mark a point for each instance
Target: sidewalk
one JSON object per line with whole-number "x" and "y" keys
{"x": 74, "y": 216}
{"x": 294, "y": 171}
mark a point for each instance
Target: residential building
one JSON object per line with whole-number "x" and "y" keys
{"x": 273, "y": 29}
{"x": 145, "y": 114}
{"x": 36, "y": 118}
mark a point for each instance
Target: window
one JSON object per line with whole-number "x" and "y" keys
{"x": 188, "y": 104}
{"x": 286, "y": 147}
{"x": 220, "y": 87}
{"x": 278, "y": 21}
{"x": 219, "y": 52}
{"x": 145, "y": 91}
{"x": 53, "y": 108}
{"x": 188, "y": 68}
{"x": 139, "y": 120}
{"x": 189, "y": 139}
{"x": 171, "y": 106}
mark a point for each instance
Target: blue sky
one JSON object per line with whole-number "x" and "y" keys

**OBJECTIVE:** Rescale the rows above by rewriting every line, requests included, with each x and y coordinate in the answers multiplied by 2.25 and rounded to the nearest whole number, halves rounded up.

**RESULT OF THIS EXERCISE:**
mark a point for each instance
Target: sidewalk
one JSON object per line with whole-number "x" and "y" keys
{"x": 167, "y": 486}
{"x": 662, "y": 385}
mark a point for each instance
Target: residential building
one JSON object per line with whole-number "x" and "y" keys
{"x": 614, "y": 65}
{"x": 326, "y": 257}
{"x": 81, "y": 266}
mark a point for each instance
Target: window
one JSON object per line with whole-number "x" and "y" keys
{"x": 423, "y": 234}
{"x": 644, "y": 331}
{"x": 495, "y": 196}
{"x": 626, "y": 47}
{"x": 493, "y": 117}
{"x": 326, "y": 205}
{"x": 119, "y": 243}
{"x": 423, "y": 153}
{"x": 313, "y": 270}
{"x": 425, "y": 313}
{"x": 385, "y": 239}
mark a point for each instance
Target: blue sky
one JSON object per line with whole-number "x" and "y" keys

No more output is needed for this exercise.